→ **Requisitos do problema**
Extraia todas as linhas abaixo e reproduza cada uma sem nenhuma alteração. Deixe as imagens de fora da resposta.

☆ ☆ ☆ ☆ ☆

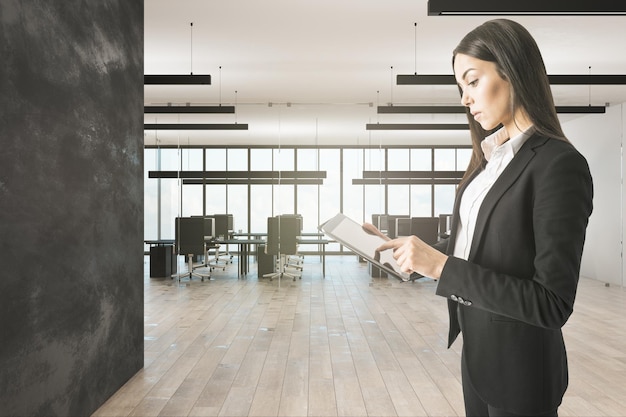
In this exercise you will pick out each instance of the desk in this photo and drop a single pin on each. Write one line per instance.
(162, 258)
(244, 250)
(244, 247)
(321, 243)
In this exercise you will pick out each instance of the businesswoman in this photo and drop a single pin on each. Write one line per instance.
(510, 267)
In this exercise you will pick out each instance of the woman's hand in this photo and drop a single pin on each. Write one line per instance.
(413, 255)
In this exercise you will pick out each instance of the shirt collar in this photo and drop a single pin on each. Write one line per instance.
(501, 136)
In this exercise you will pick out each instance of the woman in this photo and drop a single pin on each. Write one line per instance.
(510, 267)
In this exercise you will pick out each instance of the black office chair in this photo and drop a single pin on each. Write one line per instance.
(189, 242)
(282, 241)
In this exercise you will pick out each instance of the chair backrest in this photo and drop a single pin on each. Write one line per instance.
(445, 224)
(391, 224)
(282, 235)
(189, 235)
(209, 227)
(223, 224)
(380, 221)
(403, 227)
(426, 228)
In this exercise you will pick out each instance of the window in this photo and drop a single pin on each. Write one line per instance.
(251, 204)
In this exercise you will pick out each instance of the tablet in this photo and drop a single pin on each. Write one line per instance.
(352, 235)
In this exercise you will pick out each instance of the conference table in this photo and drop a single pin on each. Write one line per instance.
(245, 240)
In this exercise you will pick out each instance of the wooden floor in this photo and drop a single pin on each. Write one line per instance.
(343, 345)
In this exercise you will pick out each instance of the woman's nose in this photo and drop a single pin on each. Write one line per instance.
(465, 99)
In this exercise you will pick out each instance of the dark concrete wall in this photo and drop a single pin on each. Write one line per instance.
(71, 203)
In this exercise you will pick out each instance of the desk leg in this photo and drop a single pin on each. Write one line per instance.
(324, 261)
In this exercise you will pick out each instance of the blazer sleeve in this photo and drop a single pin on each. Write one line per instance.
(537, 282)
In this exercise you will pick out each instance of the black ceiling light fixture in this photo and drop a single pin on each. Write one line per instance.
(461, 109)
(526, 7)
(179, 79)
(580, 79)
(416, 126)
(195, 126)
(188, 109)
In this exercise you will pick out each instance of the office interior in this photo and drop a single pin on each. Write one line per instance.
(78, 201)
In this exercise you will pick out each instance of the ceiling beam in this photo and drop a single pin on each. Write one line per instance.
(195, 126)
(416, 126)
(461, 109)
(526, 7)
(176, 79)
(441, 79)
(189, 109)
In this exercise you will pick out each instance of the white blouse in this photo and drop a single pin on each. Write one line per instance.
(499, 151)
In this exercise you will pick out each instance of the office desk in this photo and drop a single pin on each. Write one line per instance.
(244, 251)
(321, 244)
(162, 258)
(255, 239)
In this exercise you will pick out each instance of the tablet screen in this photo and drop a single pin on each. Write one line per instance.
(352, 235)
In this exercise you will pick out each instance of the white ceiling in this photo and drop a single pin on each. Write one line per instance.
(313, 72)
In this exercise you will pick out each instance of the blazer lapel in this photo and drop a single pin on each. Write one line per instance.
(455, 211)
(508, 177)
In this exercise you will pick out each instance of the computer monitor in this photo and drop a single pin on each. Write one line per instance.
(380, 221)
(403, 227)
(223, 224)
(426, 228)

☆ ☆ ☆ ☆ ☆

→ **Resposta completa**
In this exercise you will pick out each instance of the desk in this photo and drop a single pin on each. Write one line per instance.
(162, 258)
(244, 250)
(244, 247)
(321, 243)
In this exercise you will pick out each instance of the businesswoman in this photo and drop a single pin on each. Write one line per instance.
(510, 267)
In this exercise you will pick out each instance of the woman's hand in this photo and drop a single pin on each. Write one line per instance.
(413, 255)
In this exercise you will pick out each instance of the shirt collar in this photo and drop a single pin on each. Write one line per instance.
(501, 136)
In this exercise you will pick out each instance of the woman in this photo and drop a single pin on each. Write one line per instance.
(510, 267)
In this exercise you will pick out each instance of the black office chair in this photo and drop a single pin on each. Write one line per instance.
(189, 242)
(282, 241)
In this exercise you will pick out each instance of the chair backrest in this photo and drop a single pin on each. Write one line per instance.
(445, 224)
(391, 224)
(282, 235)
(189, 235)
(209, 227)
(223, 224)
(380, 221)
(403, 227)
(426, 228)
In this exercise you will pick out each instance of the window in this photo and drop a single pin on each. Write one line per instance.
(251, 204)
In this exercise you will pick out each instance of the tablet in this photo and drop a single pin on each. Write one line per instance.
(352, 235)
In this exercise you will pick out each instance of the conference table in this photo and drop a single pin on each. Write one line per instance.
(245, 240)
In this exercise you will pick out each instance of the wooden floor in this photo and drop a single pin on each. Write one line per instance.
(343, 345)
In this exercise you will pick out each instance of the woman's nose in this photo and drop a single pin on each. Write one line per instance.
(465, 99)
In this exercise you will pick out each instance of the dark concrete wall in this photo and drop a single pin on each. Write one line per instance.
(71, 203)
In this exercise you will pick out each instance of the desk leg in this photo and drop a single pin on each. Write one line per instance.
(324, 261)
In this exercise you will pick out each instance of the blazer sleeve in this photo and drop a single pin on each. Write one line per instance.
(537, 282)
In this exercise you will pick out each instance of the black ceiling light fixture in this photo and drop a single pin on each. Write one line per instance.
(461, 109)
(526, 7)
(179, 79)
(580, 79)
(416, 126)
(195, 126)
(188, 109)
In this exercise you will pick out each instance of the office interior in this photo and drop a single pin on each. Write one line per instance.
(78, 201)
In this exercise you will pick out each instance of the ceiling beam in this photo and drop a single pin on each. Write one line per instance.
(195, 126)
(416, 126)
(461, 109)
(526, 7)
(176, 79)
(441, 79)
(189, 109)
In this exercise you will pick out each instance of the white blouse in this photo and drop a single pin on each. Write one line per instance.
(499, 151)
In this exercise you will pick out each instance of the office desk in this photo and drop a single pin on each. Write one line per instance.
(244, 251)
(321, 244)
(162, 258)
(255, 239)
In this exercise you will pick out each instance of the tablet screen in this photo and drop a single pin on each. Write one line per instance.
(352, 235)
In this exercise you will pick out each instance of the white ceiling in this photo and drop a single pin on each. Write one line per instance.
(313, 72)
In this exercise you will pick out each instance of the blazer lapel in this photo and drop a single pin on each. Write one line per instance.
(455, 211)
(508, 177)
In this exercise you will pick out each instance of the computer monitor in this photo and drop a single pin on each. Write one line per instance.
(380, 221)
(403, 227)
(223, 224)
(426, 228)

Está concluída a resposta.